------ DOCUMENT PASSAGE
This book is directed to union members who want to make membership-controlled organizations, rather than top-down. This means that members have the right to organize for a viewpoint, using caucuses or slates, have the ability and self-confidence to act on their own behalf, and have ways to hold their leadership accountable (caucuses, slates, leaflets, petitions).

Moreover, the union needs to protect both majority rule and minority rights. Union procedures should level the playing field; the union should have clear, simple rules. The entire constitution of Teamsters for a Democratic Union (TDU) fit on one sheet of legal size paper.

Confidentiality should not be one of the rules or procedures -- confidentiality is often a smokescreen for cooperating with management. The authors say that contracts should have advance rank and file input, rank and file representation on the negotiating body, and at least three days notice before a vote on accurately summarized proposals.

Parker and Gruelle also point out that minority and gender discrimination should be outlawed. Their proposed by-laws provide that there should be quality childcare at all meetings.

Included are generous appendixes that provide a guide to Robert's Rules; simplified rules of order, and suggested by-laws.
------------
------ GIVEN DATA
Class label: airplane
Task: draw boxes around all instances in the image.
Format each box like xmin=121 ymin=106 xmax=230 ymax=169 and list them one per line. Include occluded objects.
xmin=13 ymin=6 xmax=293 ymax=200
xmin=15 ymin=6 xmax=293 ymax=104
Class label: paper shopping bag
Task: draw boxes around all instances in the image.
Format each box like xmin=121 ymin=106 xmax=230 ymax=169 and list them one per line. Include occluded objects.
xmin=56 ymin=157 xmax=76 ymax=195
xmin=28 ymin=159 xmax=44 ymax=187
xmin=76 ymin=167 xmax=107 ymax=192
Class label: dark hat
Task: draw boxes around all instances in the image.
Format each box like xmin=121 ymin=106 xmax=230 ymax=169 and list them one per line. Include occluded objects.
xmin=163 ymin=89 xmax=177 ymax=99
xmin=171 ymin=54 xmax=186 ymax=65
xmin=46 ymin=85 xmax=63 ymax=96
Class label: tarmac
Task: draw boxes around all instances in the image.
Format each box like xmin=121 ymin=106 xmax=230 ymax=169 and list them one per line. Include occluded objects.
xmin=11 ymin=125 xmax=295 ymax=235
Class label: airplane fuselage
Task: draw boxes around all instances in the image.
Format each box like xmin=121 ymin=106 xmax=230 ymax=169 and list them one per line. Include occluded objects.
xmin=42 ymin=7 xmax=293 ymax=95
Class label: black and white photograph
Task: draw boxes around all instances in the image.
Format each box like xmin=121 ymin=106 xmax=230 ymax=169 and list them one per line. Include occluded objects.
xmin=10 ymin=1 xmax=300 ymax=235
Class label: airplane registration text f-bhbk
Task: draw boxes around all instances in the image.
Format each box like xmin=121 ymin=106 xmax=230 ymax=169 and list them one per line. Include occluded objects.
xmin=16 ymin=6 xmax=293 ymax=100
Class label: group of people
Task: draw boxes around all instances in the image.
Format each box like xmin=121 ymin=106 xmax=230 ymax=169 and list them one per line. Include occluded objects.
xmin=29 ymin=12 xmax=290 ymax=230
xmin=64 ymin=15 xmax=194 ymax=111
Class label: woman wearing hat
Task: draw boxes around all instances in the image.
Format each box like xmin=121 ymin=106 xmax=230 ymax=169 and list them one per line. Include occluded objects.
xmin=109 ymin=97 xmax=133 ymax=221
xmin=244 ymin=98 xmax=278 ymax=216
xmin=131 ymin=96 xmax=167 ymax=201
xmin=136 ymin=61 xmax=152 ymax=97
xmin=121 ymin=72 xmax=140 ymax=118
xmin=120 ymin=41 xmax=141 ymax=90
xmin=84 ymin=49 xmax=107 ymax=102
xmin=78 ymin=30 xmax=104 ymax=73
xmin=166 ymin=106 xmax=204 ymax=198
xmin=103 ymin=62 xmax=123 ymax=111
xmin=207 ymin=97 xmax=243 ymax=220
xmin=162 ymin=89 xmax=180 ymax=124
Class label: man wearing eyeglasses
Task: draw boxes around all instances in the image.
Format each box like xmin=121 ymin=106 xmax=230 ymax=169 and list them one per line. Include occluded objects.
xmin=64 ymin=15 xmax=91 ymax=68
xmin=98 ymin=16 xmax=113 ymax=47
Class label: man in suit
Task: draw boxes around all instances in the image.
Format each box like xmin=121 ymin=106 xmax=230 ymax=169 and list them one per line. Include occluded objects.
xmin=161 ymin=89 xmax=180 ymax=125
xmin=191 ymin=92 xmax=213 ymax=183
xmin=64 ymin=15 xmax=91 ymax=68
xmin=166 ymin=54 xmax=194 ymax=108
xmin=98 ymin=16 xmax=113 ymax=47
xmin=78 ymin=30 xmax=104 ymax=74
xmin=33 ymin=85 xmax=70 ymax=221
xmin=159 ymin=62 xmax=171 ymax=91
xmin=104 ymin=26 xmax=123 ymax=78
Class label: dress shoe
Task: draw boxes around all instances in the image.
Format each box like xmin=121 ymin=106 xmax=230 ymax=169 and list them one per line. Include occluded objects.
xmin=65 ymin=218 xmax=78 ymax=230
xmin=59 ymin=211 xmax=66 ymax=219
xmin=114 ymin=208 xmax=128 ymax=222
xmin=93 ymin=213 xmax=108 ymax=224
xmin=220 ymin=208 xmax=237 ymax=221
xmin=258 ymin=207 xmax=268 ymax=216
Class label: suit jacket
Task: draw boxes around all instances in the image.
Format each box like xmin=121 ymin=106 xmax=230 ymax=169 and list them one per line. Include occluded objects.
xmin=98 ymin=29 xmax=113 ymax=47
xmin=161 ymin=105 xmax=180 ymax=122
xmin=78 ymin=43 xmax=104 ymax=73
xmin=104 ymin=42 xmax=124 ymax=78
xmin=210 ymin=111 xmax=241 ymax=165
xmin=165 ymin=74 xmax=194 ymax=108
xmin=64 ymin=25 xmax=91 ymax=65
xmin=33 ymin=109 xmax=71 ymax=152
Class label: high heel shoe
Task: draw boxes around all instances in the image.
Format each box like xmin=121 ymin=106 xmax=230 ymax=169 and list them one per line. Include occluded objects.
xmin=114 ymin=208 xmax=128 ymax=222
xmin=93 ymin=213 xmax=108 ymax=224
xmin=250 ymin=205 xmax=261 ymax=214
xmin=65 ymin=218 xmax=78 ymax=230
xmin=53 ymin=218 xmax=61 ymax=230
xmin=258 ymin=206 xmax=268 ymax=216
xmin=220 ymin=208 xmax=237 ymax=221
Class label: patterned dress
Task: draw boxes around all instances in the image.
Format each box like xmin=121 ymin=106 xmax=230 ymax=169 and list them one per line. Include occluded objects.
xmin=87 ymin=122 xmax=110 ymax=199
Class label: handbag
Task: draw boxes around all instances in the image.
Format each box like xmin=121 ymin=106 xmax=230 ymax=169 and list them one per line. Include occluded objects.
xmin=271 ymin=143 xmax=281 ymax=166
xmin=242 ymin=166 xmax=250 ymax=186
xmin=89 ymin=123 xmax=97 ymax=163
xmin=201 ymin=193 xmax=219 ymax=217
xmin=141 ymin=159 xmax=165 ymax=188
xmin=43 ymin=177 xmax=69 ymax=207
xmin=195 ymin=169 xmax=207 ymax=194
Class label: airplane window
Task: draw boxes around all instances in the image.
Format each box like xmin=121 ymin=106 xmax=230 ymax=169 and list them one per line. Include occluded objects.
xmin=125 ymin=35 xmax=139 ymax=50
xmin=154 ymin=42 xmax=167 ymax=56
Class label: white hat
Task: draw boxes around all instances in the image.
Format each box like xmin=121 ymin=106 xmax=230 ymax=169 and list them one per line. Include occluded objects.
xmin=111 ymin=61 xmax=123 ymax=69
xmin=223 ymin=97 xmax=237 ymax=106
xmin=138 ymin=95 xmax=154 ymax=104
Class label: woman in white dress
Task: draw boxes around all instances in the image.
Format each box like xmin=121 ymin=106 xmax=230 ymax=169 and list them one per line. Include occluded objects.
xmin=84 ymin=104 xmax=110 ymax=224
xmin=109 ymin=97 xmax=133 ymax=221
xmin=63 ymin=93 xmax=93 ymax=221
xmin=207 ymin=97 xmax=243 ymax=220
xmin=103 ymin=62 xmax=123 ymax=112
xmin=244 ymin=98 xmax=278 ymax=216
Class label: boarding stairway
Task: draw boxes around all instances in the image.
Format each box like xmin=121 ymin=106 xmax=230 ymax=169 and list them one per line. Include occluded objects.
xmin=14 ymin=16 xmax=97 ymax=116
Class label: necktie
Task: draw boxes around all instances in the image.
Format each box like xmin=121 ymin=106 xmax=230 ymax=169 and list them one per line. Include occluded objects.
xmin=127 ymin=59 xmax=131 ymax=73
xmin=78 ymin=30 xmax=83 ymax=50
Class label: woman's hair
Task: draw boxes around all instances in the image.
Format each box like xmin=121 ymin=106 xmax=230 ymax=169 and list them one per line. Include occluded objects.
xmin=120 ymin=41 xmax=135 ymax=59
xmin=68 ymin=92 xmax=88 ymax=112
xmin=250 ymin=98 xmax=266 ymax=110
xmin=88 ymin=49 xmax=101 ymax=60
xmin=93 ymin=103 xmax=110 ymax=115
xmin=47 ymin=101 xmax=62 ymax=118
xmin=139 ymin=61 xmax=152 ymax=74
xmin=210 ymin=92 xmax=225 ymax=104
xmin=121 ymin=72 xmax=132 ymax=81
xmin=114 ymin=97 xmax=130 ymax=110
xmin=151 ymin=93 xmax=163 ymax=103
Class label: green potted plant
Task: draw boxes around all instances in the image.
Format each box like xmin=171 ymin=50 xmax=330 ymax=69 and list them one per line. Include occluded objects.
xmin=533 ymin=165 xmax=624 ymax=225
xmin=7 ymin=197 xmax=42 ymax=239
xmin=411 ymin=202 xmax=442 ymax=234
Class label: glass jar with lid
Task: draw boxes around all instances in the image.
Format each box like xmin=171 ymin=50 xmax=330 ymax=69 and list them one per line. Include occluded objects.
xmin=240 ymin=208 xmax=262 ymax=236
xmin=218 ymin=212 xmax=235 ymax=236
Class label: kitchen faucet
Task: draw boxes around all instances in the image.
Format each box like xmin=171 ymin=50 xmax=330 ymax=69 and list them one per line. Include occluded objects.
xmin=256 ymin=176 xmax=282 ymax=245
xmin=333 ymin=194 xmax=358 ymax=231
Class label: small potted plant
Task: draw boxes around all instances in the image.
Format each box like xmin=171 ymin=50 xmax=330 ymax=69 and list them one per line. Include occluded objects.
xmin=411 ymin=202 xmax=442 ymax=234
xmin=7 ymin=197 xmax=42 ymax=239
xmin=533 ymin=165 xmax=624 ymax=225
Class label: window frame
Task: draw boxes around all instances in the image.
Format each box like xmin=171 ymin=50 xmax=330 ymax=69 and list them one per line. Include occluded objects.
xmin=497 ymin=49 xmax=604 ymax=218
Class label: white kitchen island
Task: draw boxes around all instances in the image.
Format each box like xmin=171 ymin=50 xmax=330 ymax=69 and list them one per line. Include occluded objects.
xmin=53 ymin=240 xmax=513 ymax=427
------------
→ **JOB 1**:
Render this sentence from the union democracy passage in Spanish: "Union procedures should level the playing field; the union should have clear, simple rules."
→ **JOB 2**:
Reproduce the part of the union democracy passage starting with "Confidentiality should not" and going on through "accurately summarized proposals.".
The entries can be set aside, since none of the work here depends on them.

→ **TASK RESPONSE 1**:
Los procedimientos sindicales deberían nivelar el terreno de juego; el sindicato debería tener reglas claras y sencillas.

→ **TASK RESPONSE 2**:
Confidentiality should not be one of the rules or procedures -- confidentiality is often a smokescreen for cooperating with management. The authors say that contracts should have advance rank and file input, rank and file representation on the negotiating body, and at least three days notice before a vote on accurately summarized proposals.